QUÉ SE PIDE -
Recopila todas las líneas de los datos de abajo que contengan la palabra "below" y cópialas sin cambios.

EXTRACTO DE DATOS -
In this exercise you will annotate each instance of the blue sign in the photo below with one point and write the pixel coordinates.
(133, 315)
* * *
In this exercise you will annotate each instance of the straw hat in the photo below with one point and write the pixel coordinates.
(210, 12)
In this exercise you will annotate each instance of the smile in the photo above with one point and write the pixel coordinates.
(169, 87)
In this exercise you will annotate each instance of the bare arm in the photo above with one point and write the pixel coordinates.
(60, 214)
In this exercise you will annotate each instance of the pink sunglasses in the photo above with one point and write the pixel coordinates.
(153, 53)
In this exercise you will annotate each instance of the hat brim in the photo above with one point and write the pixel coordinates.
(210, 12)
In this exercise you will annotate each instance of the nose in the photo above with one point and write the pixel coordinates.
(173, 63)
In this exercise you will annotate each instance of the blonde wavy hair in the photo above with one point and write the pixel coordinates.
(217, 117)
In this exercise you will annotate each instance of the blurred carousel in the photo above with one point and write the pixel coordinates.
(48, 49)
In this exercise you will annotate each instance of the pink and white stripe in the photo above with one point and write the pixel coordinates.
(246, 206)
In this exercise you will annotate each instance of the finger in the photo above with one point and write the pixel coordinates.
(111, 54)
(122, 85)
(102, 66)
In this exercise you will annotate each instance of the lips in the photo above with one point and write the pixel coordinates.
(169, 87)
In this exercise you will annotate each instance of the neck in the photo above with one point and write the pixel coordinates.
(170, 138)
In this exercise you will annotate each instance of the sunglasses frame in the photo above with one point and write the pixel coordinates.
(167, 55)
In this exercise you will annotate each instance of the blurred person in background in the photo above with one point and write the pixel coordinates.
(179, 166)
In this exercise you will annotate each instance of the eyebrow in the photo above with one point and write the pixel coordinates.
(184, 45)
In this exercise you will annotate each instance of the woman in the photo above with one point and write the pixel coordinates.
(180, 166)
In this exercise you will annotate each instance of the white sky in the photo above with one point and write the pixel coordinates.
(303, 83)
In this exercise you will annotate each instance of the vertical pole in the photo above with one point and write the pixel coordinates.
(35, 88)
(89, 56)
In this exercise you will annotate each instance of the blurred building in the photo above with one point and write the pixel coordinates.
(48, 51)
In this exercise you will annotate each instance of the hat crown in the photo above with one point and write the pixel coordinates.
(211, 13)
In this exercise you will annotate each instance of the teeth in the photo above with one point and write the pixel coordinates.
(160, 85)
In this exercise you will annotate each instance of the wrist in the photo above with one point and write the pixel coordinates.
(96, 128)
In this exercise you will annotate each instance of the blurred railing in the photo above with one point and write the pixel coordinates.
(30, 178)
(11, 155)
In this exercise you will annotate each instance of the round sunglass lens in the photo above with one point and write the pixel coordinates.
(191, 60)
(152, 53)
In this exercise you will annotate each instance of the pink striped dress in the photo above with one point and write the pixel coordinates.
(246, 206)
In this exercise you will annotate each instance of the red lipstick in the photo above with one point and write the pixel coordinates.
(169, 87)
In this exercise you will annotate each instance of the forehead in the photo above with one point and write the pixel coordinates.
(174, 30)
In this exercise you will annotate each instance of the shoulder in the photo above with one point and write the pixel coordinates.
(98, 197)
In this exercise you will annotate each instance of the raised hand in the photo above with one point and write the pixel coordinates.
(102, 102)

RESULTADO OBTENIDO -
In this exercise you will annotate each instance of the blue sign in the photo below with one point and write the pixel coordinates.
In this exercise you will annotate each instance of the straw hat in the photo below with one point and write the pixel coordinates.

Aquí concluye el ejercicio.